◆ Aim of the task
In the passage below on India and its neighbors, which country is described as likely to declare itself a democratic republic?

◆ Supplied text
Times change and role reversals are common in relations between nations. In the last decade of the 20th century, India was under constant pressure to accede to third-party mediation over Jammu and Kashmir and other bilateral matters. Pakistan raised the ante by raising the issue at international fora and India was on the defensive. Pakistan faces that situation now. There is, of course, no similarity between the two situations: Pakistan’s western frontier is the fountainhead of terror in today’s world.
That, however, should not be a cause for triumphalism in India. It should be a reason for our policymakers to look at horizons beyond tomorrow. More so as political dynamics in India’s periphery are changing by the day. Nepal is likely to declare itself a democratic republic, Bhutan has elected representatives now and Pakistan is a democracy again, at least for now. Dealing with democracies that are accountable to citizens is very different from doing so in dictatorships and oligarchies.

◆ Provided data

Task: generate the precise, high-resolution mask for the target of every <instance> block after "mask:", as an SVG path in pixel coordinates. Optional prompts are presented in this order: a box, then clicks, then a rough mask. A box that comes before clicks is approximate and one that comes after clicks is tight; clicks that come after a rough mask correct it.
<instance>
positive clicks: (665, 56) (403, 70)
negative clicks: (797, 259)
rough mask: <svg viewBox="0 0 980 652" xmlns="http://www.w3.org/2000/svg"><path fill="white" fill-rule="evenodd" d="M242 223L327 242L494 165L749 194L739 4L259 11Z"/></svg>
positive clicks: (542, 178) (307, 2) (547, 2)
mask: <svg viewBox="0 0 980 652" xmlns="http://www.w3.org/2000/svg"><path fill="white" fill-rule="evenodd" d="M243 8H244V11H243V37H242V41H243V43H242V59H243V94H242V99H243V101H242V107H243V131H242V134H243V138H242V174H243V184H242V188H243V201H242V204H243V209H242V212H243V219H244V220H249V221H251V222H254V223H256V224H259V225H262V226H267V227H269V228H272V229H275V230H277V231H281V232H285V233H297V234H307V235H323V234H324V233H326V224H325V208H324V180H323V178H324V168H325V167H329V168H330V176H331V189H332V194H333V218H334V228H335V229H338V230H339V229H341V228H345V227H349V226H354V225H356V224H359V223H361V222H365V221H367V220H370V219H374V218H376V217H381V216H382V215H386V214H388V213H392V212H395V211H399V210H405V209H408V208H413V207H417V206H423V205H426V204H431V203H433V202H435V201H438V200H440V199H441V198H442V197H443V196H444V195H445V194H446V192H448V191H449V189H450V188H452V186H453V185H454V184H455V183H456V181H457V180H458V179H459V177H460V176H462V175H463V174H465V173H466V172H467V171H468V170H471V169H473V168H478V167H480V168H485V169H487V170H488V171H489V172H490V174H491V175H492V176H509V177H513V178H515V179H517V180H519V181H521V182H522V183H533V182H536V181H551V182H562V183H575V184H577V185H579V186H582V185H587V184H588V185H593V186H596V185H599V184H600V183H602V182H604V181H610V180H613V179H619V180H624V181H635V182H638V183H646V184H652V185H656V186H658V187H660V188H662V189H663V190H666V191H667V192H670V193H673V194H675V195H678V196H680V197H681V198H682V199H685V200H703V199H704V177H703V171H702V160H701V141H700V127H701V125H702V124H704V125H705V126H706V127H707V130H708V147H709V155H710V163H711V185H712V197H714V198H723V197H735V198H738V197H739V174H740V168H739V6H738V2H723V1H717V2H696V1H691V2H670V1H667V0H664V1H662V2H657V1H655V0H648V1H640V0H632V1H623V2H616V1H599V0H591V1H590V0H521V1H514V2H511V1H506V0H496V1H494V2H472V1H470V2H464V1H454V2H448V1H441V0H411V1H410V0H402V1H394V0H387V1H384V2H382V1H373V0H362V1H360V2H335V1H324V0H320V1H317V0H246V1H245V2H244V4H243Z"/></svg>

◆ Response to this task
Nepal